### WHAT THE TASK ASKS
Show every line of the items below that contains the string "shirt", copying each line in full.

### EXTRACTED RECORDS

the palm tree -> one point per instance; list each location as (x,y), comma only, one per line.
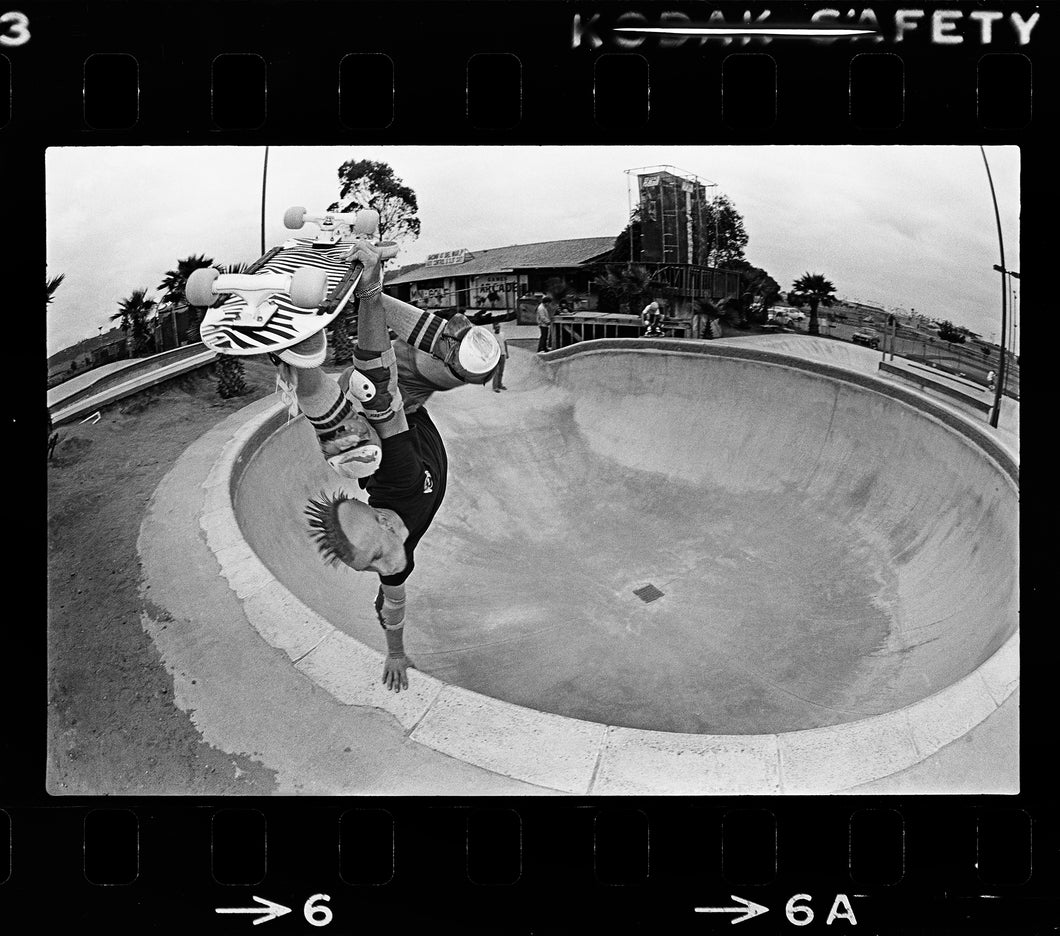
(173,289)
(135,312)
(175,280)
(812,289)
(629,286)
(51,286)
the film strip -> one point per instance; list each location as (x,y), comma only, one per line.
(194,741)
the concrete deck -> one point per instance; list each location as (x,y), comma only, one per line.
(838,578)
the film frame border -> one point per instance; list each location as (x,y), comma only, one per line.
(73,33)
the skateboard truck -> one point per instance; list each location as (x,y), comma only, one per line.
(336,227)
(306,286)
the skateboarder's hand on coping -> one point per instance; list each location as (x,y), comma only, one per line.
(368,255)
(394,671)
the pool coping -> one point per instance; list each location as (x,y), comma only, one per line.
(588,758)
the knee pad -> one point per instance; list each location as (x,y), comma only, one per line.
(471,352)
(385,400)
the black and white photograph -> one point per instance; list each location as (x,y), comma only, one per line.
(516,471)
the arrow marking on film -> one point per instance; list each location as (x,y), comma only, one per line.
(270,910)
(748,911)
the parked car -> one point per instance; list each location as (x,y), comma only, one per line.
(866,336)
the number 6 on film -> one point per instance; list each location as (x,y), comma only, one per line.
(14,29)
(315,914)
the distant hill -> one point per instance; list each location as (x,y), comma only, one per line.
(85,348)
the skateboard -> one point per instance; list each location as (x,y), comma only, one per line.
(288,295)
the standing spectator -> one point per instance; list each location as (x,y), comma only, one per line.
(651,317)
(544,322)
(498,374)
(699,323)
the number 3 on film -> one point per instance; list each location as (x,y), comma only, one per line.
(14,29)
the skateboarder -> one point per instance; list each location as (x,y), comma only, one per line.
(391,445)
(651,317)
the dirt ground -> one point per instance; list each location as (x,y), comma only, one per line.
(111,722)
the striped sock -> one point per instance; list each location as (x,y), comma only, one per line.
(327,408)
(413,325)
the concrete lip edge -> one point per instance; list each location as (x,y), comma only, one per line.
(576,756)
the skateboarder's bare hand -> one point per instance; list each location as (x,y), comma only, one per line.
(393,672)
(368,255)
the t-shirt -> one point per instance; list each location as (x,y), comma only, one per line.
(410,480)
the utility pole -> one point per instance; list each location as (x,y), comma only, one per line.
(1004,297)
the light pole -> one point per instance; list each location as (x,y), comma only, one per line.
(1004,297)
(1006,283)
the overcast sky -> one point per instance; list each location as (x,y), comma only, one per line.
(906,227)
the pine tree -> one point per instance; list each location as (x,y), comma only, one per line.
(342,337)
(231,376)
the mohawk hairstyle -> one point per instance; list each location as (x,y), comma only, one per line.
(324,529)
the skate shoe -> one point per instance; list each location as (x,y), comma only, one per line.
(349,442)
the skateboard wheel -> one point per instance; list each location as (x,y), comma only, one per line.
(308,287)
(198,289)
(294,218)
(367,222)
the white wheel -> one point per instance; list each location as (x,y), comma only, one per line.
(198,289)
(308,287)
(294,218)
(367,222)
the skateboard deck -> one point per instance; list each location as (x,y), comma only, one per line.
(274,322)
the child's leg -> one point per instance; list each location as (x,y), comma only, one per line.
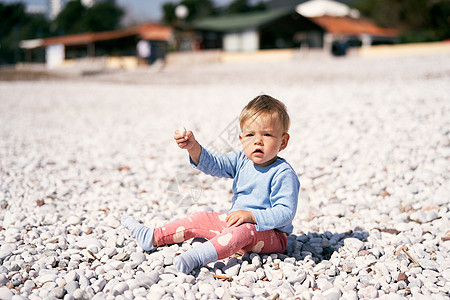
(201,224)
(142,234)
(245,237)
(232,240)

==

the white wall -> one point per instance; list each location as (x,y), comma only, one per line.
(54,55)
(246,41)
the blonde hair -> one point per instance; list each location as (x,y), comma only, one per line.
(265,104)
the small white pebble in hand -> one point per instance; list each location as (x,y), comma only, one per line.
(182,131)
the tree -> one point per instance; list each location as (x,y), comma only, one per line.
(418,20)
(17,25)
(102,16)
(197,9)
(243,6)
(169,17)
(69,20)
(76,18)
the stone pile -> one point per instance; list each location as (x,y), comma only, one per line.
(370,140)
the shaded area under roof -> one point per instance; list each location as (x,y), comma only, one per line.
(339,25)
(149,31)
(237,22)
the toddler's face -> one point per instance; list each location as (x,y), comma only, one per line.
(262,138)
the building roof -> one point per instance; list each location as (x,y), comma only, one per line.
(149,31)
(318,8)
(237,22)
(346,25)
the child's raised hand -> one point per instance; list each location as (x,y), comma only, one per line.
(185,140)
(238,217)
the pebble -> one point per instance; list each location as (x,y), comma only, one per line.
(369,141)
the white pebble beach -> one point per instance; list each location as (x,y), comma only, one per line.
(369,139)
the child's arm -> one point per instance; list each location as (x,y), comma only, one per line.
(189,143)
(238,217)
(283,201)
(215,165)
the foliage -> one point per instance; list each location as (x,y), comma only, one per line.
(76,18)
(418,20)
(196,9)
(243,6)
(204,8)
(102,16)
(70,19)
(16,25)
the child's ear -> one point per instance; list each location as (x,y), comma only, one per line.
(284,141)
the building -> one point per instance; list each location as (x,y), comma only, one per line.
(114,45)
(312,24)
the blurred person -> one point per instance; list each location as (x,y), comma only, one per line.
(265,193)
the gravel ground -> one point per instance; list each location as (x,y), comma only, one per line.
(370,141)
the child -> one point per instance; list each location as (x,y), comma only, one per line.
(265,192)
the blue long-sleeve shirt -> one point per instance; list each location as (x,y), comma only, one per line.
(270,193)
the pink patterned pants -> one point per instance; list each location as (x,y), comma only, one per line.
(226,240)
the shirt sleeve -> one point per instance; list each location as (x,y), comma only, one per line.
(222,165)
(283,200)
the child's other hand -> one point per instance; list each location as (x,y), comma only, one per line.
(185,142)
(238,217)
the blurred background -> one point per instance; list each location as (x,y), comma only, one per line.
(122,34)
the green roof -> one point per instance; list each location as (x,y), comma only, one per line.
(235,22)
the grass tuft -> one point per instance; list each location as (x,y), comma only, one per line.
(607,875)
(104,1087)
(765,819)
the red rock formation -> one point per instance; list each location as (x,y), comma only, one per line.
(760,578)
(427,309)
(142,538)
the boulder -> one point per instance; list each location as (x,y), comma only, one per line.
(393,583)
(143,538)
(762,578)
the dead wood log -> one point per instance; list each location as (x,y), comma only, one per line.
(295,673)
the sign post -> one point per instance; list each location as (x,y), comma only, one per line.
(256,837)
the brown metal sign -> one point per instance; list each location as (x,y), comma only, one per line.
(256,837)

### TASK SOLUTION
the t-shirt -> one point per instance; list each location as (x,y), comma only, one per line.
the blue long-sleeve shirt -> one point per instance; list each location as (x,y), comma only, one per line.
the shirt sleeve -> one point per instance; list each location as (x,y), comma only, one per line.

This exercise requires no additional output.